> [What needs to be done] Give only the number of lines in these records that include "given".

> [Extracted data]
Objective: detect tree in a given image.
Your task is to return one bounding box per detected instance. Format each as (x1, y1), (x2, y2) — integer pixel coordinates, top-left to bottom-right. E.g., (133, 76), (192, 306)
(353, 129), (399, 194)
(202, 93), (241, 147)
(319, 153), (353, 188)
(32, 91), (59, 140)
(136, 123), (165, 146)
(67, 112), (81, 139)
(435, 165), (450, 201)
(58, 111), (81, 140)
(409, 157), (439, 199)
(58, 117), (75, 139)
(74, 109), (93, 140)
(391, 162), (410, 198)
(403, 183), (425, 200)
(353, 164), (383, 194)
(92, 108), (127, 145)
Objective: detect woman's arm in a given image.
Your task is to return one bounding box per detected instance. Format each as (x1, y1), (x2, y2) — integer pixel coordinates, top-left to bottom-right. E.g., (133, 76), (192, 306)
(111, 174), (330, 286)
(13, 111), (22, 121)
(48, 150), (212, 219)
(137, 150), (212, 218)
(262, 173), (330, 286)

> [Exercise response] 2